**Your assignment:** Every line of the entries with the word "tree" in it should be shown.

Referring expression pointing data:
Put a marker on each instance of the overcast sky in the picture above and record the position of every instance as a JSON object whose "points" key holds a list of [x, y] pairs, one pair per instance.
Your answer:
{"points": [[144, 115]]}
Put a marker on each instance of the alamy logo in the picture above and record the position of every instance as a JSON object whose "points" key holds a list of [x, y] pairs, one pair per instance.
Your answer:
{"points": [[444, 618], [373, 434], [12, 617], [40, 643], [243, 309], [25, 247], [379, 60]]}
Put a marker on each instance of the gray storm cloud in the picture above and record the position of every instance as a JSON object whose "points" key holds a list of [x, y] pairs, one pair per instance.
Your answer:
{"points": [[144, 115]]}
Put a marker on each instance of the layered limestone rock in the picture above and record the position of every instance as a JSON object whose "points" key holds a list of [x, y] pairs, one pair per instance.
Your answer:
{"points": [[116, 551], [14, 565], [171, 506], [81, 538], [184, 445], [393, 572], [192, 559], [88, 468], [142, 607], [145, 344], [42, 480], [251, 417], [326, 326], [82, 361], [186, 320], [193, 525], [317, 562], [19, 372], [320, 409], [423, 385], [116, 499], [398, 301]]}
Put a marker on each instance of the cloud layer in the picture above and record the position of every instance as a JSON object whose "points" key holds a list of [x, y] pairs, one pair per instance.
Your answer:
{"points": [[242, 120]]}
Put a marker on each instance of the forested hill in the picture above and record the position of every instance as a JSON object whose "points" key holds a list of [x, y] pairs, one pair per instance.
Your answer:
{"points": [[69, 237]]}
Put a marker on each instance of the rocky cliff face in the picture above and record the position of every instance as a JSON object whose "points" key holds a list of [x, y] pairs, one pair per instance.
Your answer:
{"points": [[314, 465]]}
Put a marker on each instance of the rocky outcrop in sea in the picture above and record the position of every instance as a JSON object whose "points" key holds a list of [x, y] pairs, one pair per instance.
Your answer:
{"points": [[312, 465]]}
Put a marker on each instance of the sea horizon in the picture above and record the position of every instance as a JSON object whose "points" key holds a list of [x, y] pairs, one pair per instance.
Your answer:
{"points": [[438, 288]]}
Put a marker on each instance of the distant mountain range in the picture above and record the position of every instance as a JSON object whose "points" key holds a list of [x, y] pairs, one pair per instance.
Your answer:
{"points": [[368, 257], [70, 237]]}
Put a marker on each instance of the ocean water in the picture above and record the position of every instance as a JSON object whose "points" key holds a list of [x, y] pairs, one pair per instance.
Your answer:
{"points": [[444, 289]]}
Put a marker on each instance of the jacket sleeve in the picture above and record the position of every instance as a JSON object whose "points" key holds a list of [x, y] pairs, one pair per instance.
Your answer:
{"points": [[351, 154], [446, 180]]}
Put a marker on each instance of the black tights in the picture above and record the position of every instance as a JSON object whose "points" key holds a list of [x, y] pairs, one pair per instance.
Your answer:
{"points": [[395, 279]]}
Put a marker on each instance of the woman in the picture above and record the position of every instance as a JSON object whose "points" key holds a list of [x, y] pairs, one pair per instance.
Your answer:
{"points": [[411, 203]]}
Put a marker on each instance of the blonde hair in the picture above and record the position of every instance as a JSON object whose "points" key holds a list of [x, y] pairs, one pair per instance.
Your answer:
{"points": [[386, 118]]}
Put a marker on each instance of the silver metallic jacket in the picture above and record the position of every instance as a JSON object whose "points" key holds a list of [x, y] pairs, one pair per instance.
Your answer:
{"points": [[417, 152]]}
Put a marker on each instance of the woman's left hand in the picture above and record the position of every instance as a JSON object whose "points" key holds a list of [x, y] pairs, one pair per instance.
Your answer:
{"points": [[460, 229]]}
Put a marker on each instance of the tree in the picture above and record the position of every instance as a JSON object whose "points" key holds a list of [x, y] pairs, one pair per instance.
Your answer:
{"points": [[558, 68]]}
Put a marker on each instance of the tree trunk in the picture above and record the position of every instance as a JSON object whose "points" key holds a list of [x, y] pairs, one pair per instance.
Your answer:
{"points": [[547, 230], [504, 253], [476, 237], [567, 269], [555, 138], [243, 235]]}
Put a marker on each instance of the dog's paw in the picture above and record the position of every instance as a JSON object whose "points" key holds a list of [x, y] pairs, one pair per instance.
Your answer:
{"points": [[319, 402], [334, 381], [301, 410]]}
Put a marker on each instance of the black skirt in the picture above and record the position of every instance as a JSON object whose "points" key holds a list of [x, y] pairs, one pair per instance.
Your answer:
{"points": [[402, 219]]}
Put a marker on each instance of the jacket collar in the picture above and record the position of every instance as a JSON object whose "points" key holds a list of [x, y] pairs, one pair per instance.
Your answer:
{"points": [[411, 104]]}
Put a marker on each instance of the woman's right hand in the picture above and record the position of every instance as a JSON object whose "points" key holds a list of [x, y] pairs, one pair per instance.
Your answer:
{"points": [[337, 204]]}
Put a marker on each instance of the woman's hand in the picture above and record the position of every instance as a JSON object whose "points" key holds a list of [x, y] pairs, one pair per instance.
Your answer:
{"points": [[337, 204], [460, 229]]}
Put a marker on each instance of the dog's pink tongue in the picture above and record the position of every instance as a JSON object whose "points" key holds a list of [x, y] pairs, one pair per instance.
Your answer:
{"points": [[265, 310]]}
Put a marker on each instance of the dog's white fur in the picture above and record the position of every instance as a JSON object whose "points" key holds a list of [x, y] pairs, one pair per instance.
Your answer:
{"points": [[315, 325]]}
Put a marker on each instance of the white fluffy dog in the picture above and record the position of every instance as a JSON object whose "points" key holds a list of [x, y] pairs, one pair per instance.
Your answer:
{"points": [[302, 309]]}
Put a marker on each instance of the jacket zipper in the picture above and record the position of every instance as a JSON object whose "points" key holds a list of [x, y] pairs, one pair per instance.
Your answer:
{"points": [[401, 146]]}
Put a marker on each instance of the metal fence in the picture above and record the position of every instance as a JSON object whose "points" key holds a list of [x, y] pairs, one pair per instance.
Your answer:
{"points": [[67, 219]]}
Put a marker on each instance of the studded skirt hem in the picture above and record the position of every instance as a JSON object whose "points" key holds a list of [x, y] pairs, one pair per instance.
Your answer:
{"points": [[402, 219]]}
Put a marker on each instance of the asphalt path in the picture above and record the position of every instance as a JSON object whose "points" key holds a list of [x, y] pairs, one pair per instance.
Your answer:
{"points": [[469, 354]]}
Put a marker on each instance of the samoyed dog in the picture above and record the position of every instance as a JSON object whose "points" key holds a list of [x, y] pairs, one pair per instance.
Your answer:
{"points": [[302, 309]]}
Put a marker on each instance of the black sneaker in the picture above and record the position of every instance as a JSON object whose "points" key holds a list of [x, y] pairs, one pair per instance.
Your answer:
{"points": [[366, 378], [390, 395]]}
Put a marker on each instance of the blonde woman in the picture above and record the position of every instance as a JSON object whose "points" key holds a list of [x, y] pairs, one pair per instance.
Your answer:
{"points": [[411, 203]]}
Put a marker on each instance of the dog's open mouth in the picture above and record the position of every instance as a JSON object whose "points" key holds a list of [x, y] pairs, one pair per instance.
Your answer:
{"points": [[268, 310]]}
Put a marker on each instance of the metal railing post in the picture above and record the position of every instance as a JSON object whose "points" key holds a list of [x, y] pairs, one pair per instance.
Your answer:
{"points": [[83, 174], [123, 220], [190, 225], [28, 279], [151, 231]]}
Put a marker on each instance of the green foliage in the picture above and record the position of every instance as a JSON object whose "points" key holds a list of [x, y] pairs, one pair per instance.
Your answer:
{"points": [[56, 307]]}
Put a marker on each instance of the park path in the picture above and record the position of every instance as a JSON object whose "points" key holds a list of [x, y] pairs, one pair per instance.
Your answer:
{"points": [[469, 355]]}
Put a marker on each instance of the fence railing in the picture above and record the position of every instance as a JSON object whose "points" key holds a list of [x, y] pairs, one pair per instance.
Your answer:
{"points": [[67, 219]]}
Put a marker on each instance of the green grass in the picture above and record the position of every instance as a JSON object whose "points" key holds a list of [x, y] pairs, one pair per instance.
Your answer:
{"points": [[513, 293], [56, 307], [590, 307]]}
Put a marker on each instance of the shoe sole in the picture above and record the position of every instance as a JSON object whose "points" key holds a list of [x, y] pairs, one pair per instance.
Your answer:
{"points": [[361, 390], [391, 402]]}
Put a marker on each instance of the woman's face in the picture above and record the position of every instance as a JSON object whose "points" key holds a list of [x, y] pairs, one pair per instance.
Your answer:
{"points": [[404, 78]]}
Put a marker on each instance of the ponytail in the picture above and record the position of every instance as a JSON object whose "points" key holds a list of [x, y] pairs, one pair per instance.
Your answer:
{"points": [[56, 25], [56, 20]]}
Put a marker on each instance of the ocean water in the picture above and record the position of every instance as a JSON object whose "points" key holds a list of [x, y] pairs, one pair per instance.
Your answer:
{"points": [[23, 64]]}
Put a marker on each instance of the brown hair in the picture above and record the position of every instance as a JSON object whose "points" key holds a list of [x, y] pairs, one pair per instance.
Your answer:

**Solved problem:**
Put a marker on each instance of the tree in the picture above and record the position of every instance as a JSON object whose "points" key holds a list of [x, y] pairs, one pair per instance.
Put a marker on each instance of the tree trunk in the picture above and record the position of every instance as a JSON object whose "points" key holds a list of [x, y] pairs, one pair per instance.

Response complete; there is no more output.